start

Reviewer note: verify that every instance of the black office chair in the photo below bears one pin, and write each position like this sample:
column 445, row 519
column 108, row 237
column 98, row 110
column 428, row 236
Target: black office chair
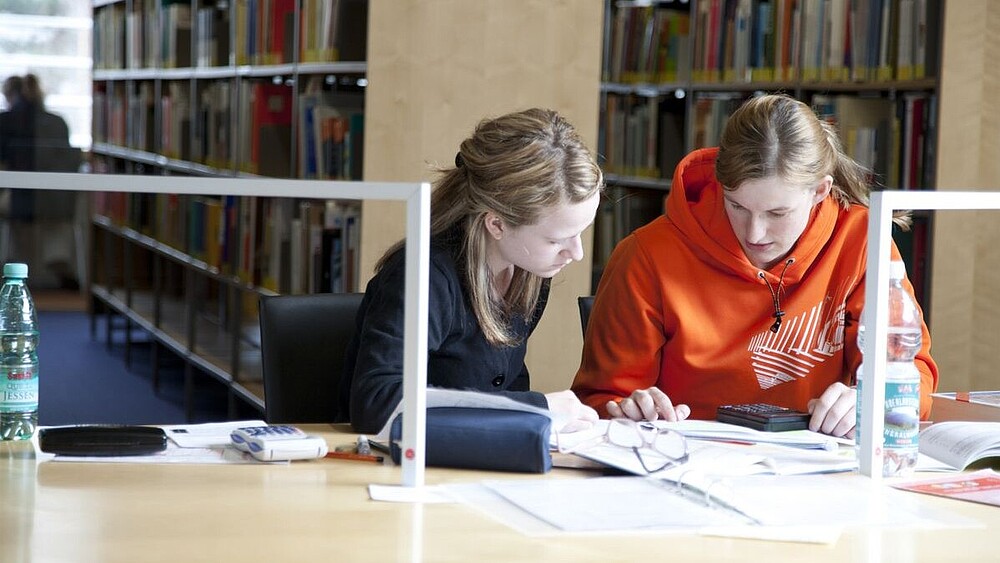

end

__Exercise brief__.
Give the lines of the items above as a JSON list of strings, one string per line, leaving out blank lines and the pictures.

__Answer below__.
[
  "Reviewer note: verify that every instance of the black office chair in the photo below bears one pin, and write each position like this sample:",
  "column 445, row 519",
  "column 108, row 237",
  "column 98, row 110",
  "column 428, row 236",
  "Target: black office chair"
]